# Tasks:
A. According to the article on Mariano Rivera, which two pitches did he rarely go beyond?
B. Summarize the article on Mariano Rivera in two sentences.
C. From the article on Mariano Rivera, quote the passage starting at "Many fans and" and ending at "even after 40.".

# Text passage:
[Start of Attachment]
April 7, 2014; Bronx, NY, USA; New York Yankees former pitcher Mariano Rivera (right) shares a laugh with manager Joe Girardi at Yankee Stadium. Mandatory Credit: William Perlman/THE STAR-LEDGER via USA TODAY Sports
The native of Panama, and arguably the most successful closer in MLB history, had much to smile about in his career after 40.
In 2011 and 2013, Rivera earned 44 saves, while his strikeouts-to-walks ratio was 7.5 and 6.0 respectively. That, in itself, earned him two of his twelve All-Star Game appearances, not that he would have been left out during his retirement tour. And, it was not like he was being a tricky veteran with a variety of pitches. Rivera rarely threw anything that was not a fastball or cutter, even in 2013, both pitches holding strong at 92 mph (FanGraphs.com). In this baseball era, where young pitchers are bursting on the scene with blazing fastballs, only to then require surgery to fix their shoulders, Rivera’s arm seemed to go on forever.
However, it was not all rose-colored glasses for the New York Yankees legend. The 2012 season would be one that Rivera would want to forget, with injuries and questions about whether he was finished. He showed his doubters wrong, being nearly as automatic as ever for saves, blowing only seven opportunities. That tied the most that he has ever failed, but comparatively, it was consistent to the rest of his career.
Many fans and experts alike have only one question: how much of that was Rivera and how much of that was being on the New York Yankees when they were successful for so long? Well, considering last season was more of an excellent coaching job by manager Joe Girardi, and less the firepower of the Yankees’ lineup (ranked 20th in runs per game), having Rivera throwing that fast and with good control at the end of ballgames helped them to win games, six credited to Rivera himself.
An old Rivera on the Yankees would be gold for any other team to have, compared to their closers in their prime. It is hard to argue, even for Red Sox fans, that he was not the greatest at the position, even after 40.
[End of Attachment]
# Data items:
[Start of Attachment]
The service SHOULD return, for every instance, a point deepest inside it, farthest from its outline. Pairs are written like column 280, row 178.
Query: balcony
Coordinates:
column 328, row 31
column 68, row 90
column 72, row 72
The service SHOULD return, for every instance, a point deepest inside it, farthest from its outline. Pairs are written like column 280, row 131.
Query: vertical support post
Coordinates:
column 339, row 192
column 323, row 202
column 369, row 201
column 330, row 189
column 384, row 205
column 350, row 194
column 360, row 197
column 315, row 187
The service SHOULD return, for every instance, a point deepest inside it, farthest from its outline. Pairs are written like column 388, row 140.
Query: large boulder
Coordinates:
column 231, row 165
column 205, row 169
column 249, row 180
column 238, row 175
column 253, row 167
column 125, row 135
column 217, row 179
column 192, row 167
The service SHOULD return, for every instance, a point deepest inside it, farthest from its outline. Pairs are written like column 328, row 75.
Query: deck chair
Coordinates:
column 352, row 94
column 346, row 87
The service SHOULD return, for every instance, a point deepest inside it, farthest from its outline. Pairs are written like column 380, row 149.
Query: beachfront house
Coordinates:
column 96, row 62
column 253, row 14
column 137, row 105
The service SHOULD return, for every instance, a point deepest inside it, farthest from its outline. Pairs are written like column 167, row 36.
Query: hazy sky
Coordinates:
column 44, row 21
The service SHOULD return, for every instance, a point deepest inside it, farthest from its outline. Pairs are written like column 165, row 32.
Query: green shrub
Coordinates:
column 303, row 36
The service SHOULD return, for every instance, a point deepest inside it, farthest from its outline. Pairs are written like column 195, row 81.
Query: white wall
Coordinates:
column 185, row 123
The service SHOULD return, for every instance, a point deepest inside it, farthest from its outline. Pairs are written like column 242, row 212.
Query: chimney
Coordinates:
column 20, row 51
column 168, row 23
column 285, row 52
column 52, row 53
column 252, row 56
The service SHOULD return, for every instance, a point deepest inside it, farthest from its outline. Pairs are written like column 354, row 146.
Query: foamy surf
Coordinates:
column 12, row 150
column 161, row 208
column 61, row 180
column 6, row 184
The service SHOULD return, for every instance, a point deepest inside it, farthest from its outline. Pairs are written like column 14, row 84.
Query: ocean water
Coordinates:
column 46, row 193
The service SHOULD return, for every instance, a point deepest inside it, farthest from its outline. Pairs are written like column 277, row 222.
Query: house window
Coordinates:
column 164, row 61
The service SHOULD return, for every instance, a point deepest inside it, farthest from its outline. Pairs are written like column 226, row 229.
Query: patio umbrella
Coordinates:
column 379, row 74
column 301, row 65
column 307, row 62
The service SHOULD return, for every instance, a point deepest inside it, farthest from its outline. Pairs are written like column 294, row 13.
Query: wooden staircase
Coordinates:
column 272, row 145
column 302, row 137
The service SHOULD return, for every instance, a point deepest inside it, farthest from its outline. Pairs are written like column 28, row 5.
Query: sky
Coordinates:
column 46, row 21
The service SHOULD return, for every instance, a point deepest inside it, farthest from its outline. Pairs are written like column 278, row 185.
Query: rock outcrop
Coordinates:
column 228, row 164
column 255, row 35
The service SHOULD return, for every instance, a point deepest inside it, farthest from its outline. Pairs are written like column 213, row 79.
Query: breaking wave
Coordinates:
[End of Attachment]
# Answers below:
A. A fastball and a cutter.

B. Mariano Rivera, a native of Panama and arguably the most successful closer in MLB history, stayed highly effective after age 40, earning 44 saves in both 2011 and 2013 while throwing almost nothing but a fastball and cutter at about 92 mph. Despite a 2012 season marked by injuries, the article contends he was the greatest at the position even after 40.

C.
Many fans and experts alike have only one question: how much of that was Rivera and how much of that was being on the New York Yankees when they were successful for so long? Well, considering last season was more of an excellent coaching job by manager Joe Girardi, and less the firepower of the Yankees’ lineup (ranked 20th in runs per game), having Rivera throwing that fast and with good control at the end of ballgames helped them to win games, six credited to Rivera himself.
An old Rivera on the Yankees would be gold for any other team to have, compared to their closers in their prime. It is hard to argue, even for Red Sox fans, that he was not the greatest at the position, even after 40.